**Your goal**
Copy the records from the line that contains "pixel 1015 527." through the line that contains "pixel 901 452", both included, substituting "pin" for every "marker" and leaving all else unchanged.

**Information provided**
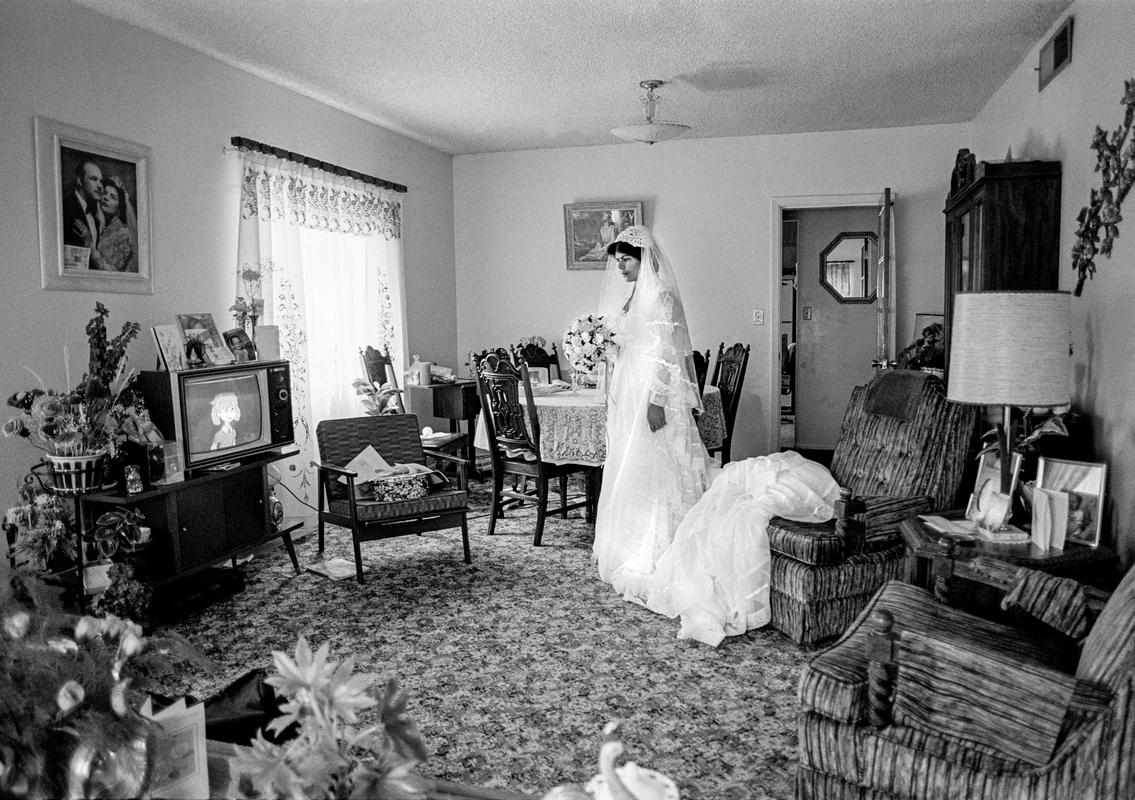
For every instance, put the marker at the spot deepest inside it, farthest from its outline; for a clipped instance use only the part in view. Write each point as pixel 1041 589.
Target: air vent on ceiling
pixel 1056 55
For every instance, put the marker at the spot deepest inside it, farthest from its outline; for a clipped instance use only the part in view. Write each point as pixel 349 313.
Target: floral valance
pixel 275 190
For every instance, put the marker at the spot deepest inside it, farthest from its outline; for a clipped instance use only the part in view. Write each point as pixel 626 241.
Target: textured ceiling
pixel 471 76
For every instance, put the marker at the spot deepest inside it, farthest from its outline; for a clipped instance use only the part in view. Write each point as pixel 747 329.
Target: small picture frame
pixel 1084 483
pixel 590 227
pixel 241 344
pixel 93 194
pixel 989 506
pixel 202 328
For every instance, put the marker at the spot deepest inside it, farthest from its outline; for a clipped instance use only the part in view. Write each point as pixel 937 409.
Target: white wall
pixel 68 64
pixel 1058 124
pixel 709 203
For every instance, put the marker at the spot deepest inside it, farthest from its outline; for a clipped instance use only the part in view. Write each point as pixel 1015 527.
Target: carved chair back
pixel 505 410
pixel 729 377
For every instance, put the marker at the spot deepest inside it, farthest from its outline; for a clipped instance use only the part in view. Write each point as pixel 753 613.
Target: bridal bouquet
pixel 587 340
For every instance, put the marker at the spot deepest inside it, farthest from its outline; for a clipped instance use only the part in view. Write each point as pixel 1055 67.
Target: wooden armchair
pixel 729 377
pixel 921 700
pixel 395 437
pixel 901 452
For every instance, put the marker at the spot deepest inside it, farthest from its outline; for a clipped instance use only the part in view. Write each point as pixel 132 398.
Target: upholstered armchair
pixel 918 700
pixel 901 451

**Output for this task**
For every instance, put the pin at the spot deepest inside it, farthest from its outline; for a clipped instance use only the part in view. Write each point as pixel 1015 527.
Target: carved chair back
pixel 505 410
pixel 729 377
For every instance, put the pin at the spot deepest inside it, farthest from its outline; for a clipped instance use only the part in view. Write each point as pixel 753 613.
Target: bridal bouquet
pixel 587 340
For every instance, put the pin at the spot deepest inside it, farthest from its outline; for a clipped instance use only the part in view. Write each point as pixel 1055 67.
Target: wooden armchair
pixel 729 377
pixel 921 700
pixel 395 437
pixel 901 452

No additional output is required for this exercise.